Your task — Repeat every record below exactly, leaving out the pictures.

Referring expression pointing data —
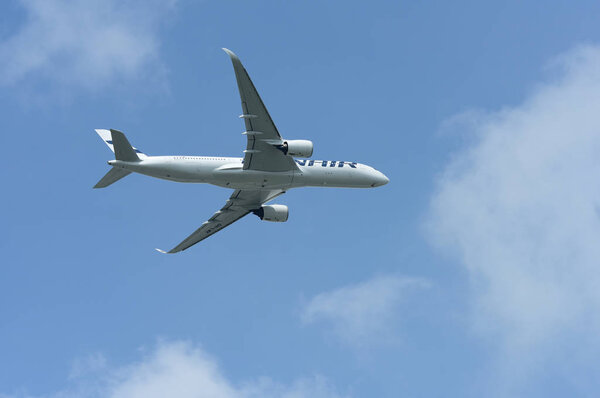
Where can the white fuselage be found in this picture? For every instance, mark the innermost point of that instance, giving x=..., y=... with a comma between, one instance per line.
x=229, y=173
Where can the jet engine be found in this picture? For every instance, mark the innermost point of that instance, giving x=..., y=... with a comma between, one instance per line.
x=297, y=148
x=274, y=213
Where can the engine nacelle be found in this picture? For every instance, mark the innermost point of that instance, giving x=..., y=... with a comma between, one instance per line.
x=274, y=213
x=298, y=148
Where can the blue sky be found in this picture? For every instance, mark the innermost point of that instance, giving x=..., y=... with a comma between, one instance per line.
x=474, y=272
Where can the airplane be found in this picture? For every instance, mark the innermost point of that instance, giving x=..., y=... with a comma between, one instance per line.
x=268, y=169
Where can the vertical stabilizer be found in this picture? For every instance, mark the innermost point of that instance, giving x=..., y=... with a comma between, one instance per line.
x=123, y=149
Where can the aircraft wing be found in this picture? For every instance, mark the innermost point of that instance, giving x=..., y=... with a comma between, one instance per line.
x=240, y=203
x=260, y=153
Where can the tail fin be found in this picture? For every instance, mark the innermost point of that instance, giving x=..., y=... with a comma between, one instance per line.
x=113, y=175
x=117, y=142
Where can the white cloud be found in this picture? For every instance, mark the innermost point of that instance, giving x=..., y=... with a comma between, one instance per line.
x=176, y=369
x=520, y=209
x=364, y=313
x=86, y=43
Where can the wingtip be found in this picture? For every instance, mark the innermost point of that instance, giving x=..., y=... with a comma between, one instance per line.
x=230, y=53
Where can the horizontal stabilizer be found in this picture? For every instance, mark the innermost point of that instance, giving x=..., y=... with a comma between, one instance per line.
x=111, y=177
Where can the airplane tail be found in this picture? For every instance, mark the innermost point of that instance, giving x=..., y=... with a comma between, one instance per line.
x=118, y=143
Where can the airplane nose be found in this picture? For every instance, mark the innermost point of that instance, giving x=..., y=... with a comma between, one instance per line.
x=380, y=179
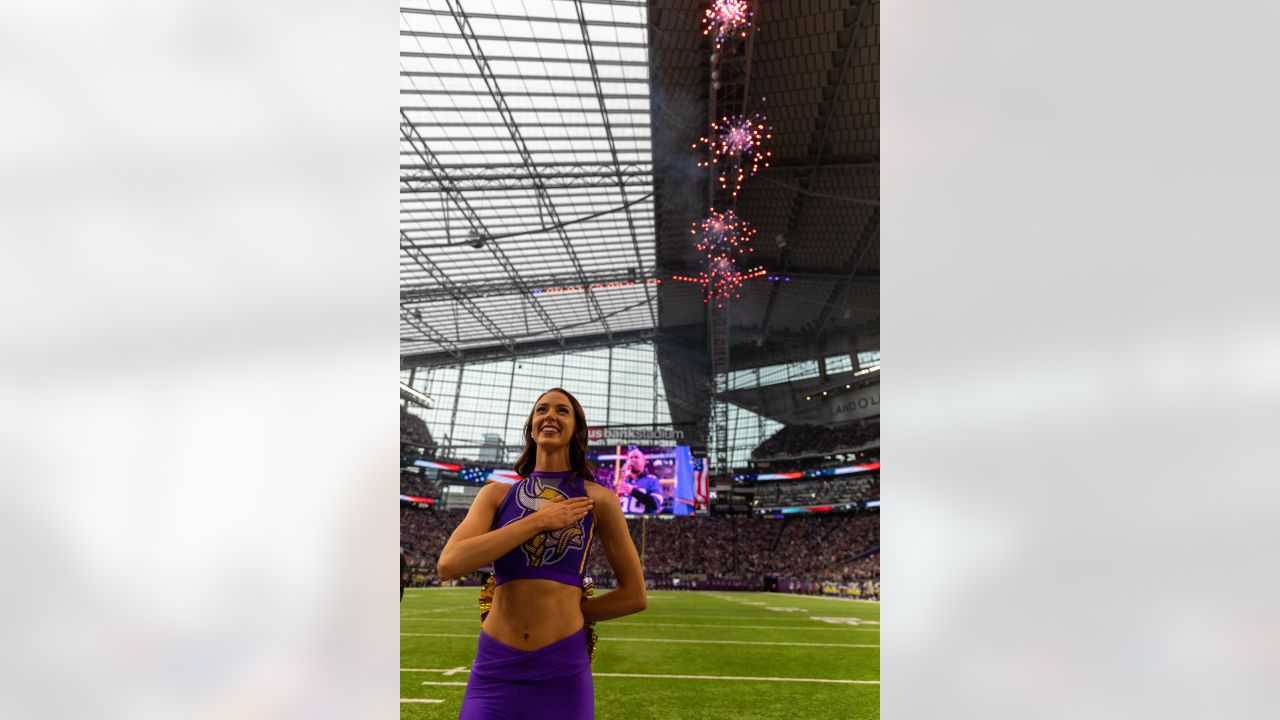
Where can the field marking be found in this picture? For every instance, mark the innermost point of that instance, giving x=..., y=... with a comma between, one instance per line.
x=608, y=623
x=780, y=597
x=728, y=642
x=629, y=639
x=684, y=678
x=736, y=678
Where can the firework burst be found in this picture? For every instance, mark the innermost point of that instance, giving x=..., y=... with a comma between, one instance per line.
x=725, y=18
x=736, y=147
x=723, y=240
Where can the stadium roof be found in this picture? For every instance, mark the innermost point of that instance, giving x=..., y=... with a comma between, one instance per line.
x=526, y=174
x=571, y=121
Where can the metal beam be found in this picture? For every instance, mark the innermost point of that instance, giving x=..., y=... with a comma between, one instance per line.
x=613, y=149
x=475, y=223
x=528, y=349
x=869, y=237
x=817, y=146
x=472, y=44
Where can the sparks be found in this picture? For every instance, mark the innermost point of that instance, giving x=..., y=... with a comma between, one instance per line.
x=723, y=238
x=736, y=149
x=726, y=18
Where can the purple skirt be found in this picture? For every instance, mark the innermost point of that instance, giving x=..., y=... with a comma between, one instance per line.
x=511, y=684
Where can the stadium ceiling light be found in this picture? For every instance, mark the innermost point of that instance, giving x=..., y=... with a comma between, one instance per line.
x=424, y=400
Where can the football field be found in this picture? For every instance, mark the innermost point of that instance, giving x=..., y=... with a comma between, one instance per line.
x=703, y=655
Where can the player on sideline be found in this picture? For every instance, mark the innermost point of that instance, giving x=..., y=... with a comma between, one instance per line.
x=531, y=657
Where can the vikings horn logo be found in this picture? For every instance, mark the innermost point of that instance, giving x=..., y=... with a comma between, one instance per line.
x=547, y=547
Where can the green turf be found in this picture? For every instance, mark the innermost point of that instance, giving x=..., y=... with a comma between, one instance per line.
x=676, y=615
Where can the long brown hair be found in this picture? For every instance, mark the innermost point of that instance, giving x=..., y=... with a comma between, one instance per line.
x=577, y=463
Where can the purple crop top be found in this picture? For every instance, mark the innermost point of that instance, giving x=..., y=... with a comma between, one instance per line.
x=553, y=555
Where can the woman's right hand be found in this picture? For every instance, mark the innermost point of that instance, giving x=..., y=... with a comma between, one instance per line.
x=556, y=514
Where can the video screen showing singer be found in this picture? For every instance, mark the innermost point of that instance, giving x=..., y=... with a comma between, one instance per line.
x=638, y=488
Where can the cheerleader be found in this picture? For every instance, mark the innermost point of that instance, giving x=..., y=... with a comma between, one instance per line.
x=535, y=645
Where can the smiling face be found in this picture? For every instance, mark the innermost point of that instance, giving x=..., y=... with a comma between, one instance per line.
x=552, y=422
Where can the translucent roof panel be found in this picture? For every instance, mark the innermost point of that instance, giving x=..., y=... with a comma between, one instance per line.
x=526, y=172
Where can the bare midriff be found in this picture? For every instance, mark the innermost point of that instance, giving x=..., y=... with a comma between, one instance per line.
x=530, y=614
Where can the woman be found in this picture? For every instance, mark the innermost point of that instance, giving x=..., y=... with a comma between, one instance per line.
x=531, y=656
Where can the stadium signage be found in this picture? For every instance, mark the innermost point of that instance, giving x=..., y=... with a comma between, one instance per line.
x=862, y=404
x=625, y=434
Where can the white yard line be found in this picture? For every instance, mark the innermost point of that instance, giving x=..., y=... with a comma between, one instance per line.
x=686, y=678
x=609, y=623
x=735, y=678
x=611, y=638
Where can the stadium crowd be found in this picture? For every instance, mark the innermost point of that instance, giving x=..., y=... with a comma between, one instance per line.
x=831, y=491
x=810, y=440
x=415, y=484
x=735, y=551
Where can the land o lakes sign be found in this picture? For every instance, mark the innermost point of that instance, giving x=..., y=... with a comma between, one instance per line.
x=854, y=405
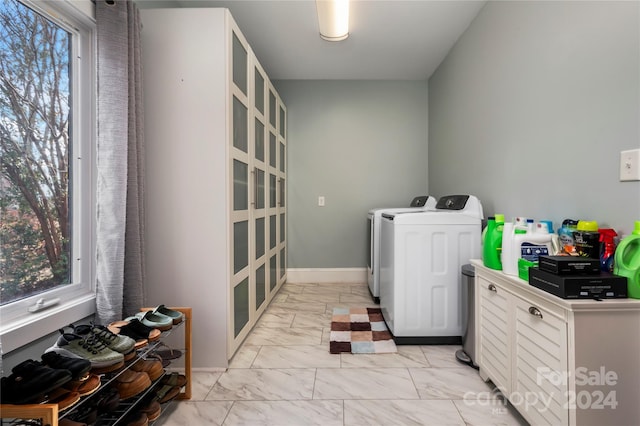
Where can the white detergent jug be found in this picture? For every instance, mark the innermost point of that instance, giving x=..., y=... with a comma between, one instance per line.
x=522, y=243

Finished exercise —
Where can the white fuselage be found in this picture? For every instance, mark the innermost point of that instance, giving x=..., y=... with a comma between, one instance per line.
x=229, y=173
Where can the jet engine be found in this picture? For every instance, mark the innermost point of that instance, giving x=..., y=... with a comma between, one instance per line.
x=297, y=148
x=274, y=213
Where can the engine nacelle be found in this picture? For every instance, mark the innermost point of that instance, giving x=..., y=... with a comma between, one instance per line.
x=274, y=213
x=298, y=148
Where can the blue sky be found in this picture? For every instance, mark the innermost point of that instance, giving x=..., y=... with a comma between, one instance per line.
x=474, y=272
Where can the airplane be found in this picture? For every instance, mark the innermost point of that instance, giving x=..., y=... with a comma between, one instance per line.
x=268, y=169
Where can the vertical stabilizer be found in this picture? For every instance, mark the innermost point of that instance, giving x=..., y=... with a comma between, one instance per line.
x=123, y=149
Where can the aircraft wing be found in this picture? For every instance, mark the innermost point of that instance, giving x=..., y=... with a comma between, one instance per line.
x=240, y=203
x=260, y=153
Where can the tail fin be found in this picture? For every instance, mark the innermost point of that instance, giving x=..., y=... with a comma between, one instance per line.
x=113, y=175
x=117, y=142
Where can the white cloud be found in this picture? For every instance, mark the innermost point of that instance, giving x=..., y=... with a comma between, one instance per line.
x=176, y=369
x=520, y=209
x=364, y=313
x=86, y=43
Where can the wingtip be found in this picture? For every instance, mark the innermost point of that instance, giving x=..., y=... with a comma between, one instance per line.
x=230, y=53
Where can the horizontal stabilizer be found in this picture? For every instance, mark the innermost point of that instance, giving x=..., y=... with a comma between, one instance per line.
x=111, y=177
Where can the airplane tail be found in this picture? For every instance, mark the innermost point of that instance, giving x=..., y=... with a comma between, one instance per line.
x=118, y=143
Where can the airplane nose be found in this picture? For every instance, mark the innermost point of that instance, giving x=..., y=... with a comma between, one instance per line.
x=380, y=179
Where can the field marking be found in this picture? For every instance, mark the innermost point of that instance, giving x=..., y=... with a comma between, one instance per line.
x=608, y=623
x=780, y=597
x=728, y=642
x=629, y=639
x=684, y=678
x=736, y=678
Where can the firework burst be found in this picture? For every instance, mark the innermost point of that instance, giving x=..., y=... with a comma between, one instance per line.
x=725, y=18
x=736, y=147
x=723, y=240
Where can the stadium roof be found in this picture? For every instance, mark the innermost point of that instance, giving x=..., y=... with a comma between, one instance per line.
x=526, y=174
x=571, y=121
Where can the metal beam be found in this picture? For every instance, mark the innermost point of that instance, giving x=..., y=... with a comma between, one instance per line.
x=613, y=149
x=475, y=223
x=528, y=349
x=869, y=237
x=817, y=146
x=472, y=44
Where can the sparks be found in this picture? For every instance, mark the innermost point of that instance, giving x=..., y=... with a comma between, one instance per line.
x=723, y=238
x=736, y=149
x=726, y=18
Where can the purple skirt be found in this picture? For every instance, mark the innermost point of that instance, giving x=..., y=... with a comma between, one instance per line.
x=511, y=684
Where can the stadium ceiling light be found in this picture? For every instance, mark the innermost point of that instance, giving x=..., y=... with a comma between, one instance per line.
x=424, y=400
Where can the football field be found in this picture? For every instance, mark the innermost point of that instance, giving x=..., y=... with a comma between, one instance per line.
x=703, y=655
Where can the player on sideline be found in this picture? For every instance, mark the innermost point of that instance, giving x=..., y=... with a comma between, one instance per line.
x=531, y=657
Where can the vikings horn logo be found in this picture? For every instance, mark the innermost point of that instance, giving x=..., y=... with a comma between, one instance per line.
x=547, y=547
Where can the green turf be found in this picture? For every instance, mark the innermost point of that instance, giving x=..., y=... with a comma between, one instance per line.
x=676, y=615
Where can the long brown hair be found in this picture? For every instance, mark the innermost point of that instance, giving x=..., y=... with a comma between, one instance per line.
x=577, y=463
Where can the purple crop top be found in this picture? For every instance, mark the innermost point of that instance, giving x=..., y=... with a comma between, one instance per line.
x=553, y=555
Where can the woman's right hand be found in this picture? For every instance, mark the innermost point of that instance, giving x=..., y=... with a comma between, one instance per line.
x=556, y=514
Where can the video screen showing singer be found in this picture? For every instance, mark the innermost point of that instance, giving x=..., y=... with a comma between, one instance per line.
x=638, y=488
Where can the cheerleader be found in this picture? For every instance, mark the innermost point of that instance, giving x=..., y=... with a comma between, one instance per line.
x=535, y=645
Where can the smiling face be found in this picture? For every instance, mark the innermost point of that instance, giving x=..., y=... with a comma between, one instance per line.
x=552, y=422
Where can the translucent roof panel be found in this picture? For every instance, mark the innermost point of that instance, giving x=..., y=... with a comma between, one instance per line.
x=526, y=172
Where can the bare midriff be found in this picture? For every instance, mark the innermost point of that instance, giving x=..., y=... with a comma between, one instance per line.
x=530, y=614
Where can the woman be found in this picture? For every instance, mark the innermost point of that instance, giving x=..., y=... with a comma between, one instance per line.
x=531, y=656
Where can the stadium signage be found in this picture? For every instance, mark the innermost point of that instance, giving x=..., y=... with a comma between, one instance per line.
x=862, y=404
x=625, y=434
Where can the white yard line be found in this picture? For every instance, mark the innermost point of that instance, giving x=..., y=... with a comma between, one instance per line.
x=686, y=678
x=609, y=623
x=735, y=678
x=611, y=638
Where can the stadium crowd be found in this picture? For every instance, mark the innermost point of that instance, giving x=..., y=... with a comma between, one instance per line.
x=831, y=491
x=810, y=440
x=415, y=484
x=735, y=551
Where can the land o lakes sign be found in this picture? For every instance, mark the innermost point of that instance, giving x=..., y=... with a comma between, one instance per line.
x=854, y=405
Where can the white detergent jug be found in this picture? For every instance, mark the innermost point of that instance, giving x=..., y=... with a comma between, one instance per line.
x=522, y=243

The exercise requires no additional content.